━━━━━ Quoted text

When I was 15 years old, I had no idea what I wanted to do with my life. My teachers sometimes despaired of me because they reckoned I was wasting my talents. I always did enough to pass my exams, and no more. However, I was diligently studying for my final exams at the age of fourteen, when my life took a new twist. I had to take three months off school to look after my mum and three siblings whilst she was confined to bed for the last months of her final pregnancy and my dad was kept busy working three jobs. Fate decreed that I should leave school when I turned fifteen, and without taking those exams. It was my choice to take that step, and at first I was at a loss as to what direction I would take.
I started work at the local newspaper, as a copy runner in the editor’s office, earning the princely sum of £3 per week. I quit that job after only three-months and took an apprenticeship learning to be a glazier. When I had just become a tradesman I started dating an Aussie girl who had taken a temporary job in the office. Six months later we were married in a registry office, and I flew around the world to meet my new in-laws. Six months after that we jumped in our car and drove to look for a new life in Adelaide.

━━━━━━━━━━

Exercise task: Carry on the personal account of leaving school at fifteen and moving to Adelaide, starting right after its final sentence. The data that comes next is separate material with no connection to the account above.

━━━━━ Given information

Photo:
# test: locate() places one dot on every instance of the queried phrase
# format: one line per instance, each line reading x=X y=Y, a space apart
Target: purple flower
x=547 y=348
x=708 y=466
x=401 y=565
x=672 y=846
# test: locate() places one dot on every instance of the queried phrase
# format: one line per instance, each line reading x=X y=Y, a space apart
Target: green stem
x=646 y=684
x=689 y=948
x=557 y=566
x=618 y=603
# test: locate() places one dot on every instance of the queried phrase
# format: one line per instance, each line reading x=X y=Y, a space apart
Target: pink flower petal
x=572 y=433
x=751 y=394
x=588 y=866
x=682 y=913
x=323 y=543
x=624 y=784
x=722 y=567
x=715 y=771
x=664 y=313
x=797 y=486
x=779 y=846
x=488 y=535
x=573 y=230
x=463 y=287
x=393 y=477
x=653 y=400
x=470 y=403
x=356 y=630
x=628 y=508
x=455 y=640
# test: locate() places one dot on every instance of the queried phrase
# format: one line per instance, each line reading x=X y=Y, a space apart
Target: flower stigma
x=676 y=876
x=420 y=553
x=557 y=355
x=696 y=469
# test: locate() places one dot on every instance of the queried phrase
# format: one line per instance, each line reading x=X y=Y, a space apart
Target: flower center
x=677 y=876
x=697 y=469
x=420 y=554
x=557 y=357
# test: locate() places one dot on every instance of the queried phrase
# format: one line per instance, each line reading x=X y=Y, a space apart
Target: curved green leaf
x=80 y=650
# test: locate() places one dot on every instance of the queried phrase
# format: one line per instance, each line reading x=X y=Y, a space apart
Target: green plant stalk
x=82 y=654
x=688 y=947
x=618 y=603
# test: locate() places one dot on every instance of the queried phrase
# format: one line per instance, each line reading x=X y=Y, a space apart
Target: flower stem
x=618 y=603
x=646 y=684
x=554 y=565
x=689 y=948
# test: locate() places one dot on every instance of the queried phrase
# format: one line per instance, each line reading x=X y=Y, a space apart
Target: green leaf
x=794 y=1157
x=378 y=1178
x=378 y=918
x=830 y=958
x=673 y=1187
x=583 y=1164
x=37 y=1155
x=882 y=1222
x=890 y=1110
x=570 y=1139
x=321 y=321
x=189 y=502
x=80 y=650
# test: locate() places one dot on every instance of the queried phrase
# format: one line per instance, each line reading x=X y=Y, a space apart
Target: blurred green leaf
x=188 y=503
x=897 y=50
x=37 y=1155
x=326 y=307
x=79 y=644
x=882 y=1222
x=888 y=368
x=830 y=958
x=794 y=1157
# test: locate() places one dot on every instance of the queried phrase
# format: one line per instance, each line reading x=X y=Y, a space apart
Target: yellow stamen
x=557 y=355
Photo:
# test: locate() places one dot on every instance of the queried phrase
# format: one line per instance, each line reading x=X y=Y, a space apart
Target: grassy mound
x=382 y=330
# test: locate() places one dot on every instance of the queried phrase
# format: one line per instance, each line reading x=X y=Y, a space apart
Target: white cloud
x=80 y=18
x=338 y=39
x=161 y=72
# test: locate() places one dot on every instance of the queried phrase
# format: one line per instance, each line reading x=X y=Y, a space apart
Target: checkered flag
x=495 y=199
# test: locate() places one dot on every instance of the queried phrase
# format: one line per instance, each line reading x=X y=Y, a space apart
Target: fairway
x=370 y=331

━━━━━━━━━━

Exercise response:
After three years we moved back to England for eight years before moving back to Sydney, and on to the Hawkesbury north-west of Sydney. We eventually moved to the Capricorn Coast in Central Queensland where we live today.
Now, when I look back on my life and wonder why I did what I did, I always think back to my early teens, and the day when I heard my dad say to my grandmother ‘I’m worried about Malcolm, he doesn’t seem to know what he wants to do with his life”
She smiled when she saw me listening in, and she replied: “Don’t you worry about him Raymond, that boy will be able to turn his hand to anything he puts his mind to”.
Her words instilled in me the confidence to tackle every situation head on and have belief in myself. So, the best gift anyone ever gave me was my grandmother’s belief in me, which gave me a powerful self-belief. Things may not have worked out for the best every time, but her words gave me the strength to shrug off any mistakes and give it another go. My wife and I just celebrated fifty years of marriage, and we have many good memories, and many achievements we are proud of.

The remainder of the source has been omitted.